_Task details_
Each line of the material below must be transcribed exactly.

Top of Records shown

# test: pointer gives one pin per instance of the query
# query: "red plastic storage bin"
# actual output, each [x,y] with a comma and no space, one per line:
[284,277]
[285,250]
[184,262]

Bottom of Records shown

_The completed task_
# test: pointer gives one pin per instance of the query
# query: "red plastic storage bin"
# actual output, each [x,y] with a comma and no space, one per line:
[284,277]
[285,250]
[184,262]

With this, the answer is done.